* Task list *
**A.** Translate this sentence from the article on drought and large farm animals into Spanish: "Tales of tough decisions are mounting as summer enters its hottest, driest phase."
**B.** Carry on the article about drought and large farm animals in Sonoma County, picking up after its final sentence.

* Study text *
Hard choices: With drought, large animals harder to sustain
With water under ration, wells running dry and fields so parched even weeds have trouble growing, many who keep large farm animals in Sonoma County are facing excruciating, desperate choices.
“You haven’t known pain until you’ve seen an 84-year-old farmer crying about his cows and his land growing dry,” said Erica Gregory, founder and director of Flat Broke Farm Animal Rescue in Cotati, one of the county’s oldest animal rescues.
Tales of tough decisions are mounting as summer enters its hottest, driest phase. Hoping to save the livestock he couldn’t afford to feed and water, one Sonoma County farmer recently took the desperate measure of cutting another landowner’s fence, putting four cows inside to graze, and closing the fence.
“We heard about the cows being placed at somebody’s pasture,” said Jennie Stevens, whose family owns the Rivera Farm in Sebastopol, which has about 40 animals. “The owners were located — the cows still had their ear tags on.”

* Stored items *

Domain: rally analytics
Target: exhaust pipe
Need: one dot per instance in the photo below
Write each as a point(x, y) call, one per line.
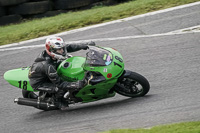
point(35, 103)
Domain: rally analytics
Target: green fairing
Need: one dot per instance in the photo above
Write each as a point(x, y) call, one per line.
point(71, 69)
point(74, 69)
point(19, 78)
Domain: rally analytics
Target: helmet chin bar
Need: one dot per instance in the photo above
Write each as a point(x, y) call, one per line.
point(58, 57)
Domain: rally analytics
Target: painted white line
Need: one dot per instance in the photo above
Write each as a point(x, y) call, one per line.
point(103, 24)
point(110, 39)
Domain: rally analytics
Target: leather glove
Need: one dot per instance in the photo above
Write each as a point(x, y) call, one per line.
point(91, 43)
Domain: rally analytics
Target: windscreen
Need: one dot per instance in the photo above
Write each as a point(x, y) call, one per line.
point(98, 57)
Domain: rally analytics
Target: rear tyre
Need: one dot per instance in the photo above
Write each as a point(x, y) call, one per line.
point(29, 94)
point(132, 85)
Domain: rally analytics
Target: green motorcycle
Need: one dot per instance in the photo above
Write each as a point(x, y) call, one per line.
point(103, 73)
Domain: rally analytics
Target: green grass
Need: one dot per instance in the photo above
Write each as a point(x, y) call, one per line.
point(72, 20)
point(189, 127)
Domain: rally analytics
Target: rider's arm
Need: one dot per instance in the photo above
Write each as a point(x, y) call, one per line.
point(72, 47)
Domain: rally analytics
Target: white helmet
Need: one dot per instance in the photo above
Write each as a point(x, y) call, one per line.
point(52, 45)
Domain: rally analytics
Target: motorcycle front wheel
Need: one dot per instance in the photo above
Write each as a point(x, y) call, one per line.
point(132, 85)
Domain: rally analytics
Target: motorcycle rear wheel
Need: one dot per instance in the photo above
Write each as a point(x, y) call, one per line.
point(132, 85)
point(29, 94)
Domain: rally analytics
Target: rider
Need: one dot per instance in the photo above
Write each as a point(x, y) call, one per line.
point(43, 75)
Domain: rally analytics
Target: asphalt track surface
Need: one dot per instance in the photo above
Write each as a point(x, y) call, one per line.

* Numbered answers *
**A.** Los relatos de decisiones difíciles se multiplican a medida que el verano entra en su fase más calurosa y seca.

**B.**
Neither farmer wanted to be identified or to answer questions, Stevens said.
“It’s very early in the year to have such dry land. We are paying 10% to 15% more per hay bale right now, and it’s expected to go much higher,” she said. “It’s really difficult for farmers used to having a certain amount of natural grass to feed their livestock.”
It has always been hard for some people in rural Sonoma County to hang on to large animals like horses, goats and even cows for financial and other reasons.
But with this year’s unprecedented drought, calls to rescues and sanctuaries that specialize in such animals have substantially increased. Small farmers and large ranchers alike also are having to cull more of their herds earlier. Green pastureland for grazing is drying up sooner, and the cost of hay has risen so much that some can’t afford to stockpile hay for the winter the way they normally do this time of year.
But that’s just the tip of the iceberg, Gregory said.
“Dumping” of large animals has been a consistent problem in rural areas here for years, she said, but it’s gotten worse with the most recent drought, as it does with every emergency situation such as fires and floods.
“They sneak them into a neighbor’s field or onto a country road,” Gregory said. “They are hoping someone else can take them on. We have thousands of animals dumped here (in the county) every year.”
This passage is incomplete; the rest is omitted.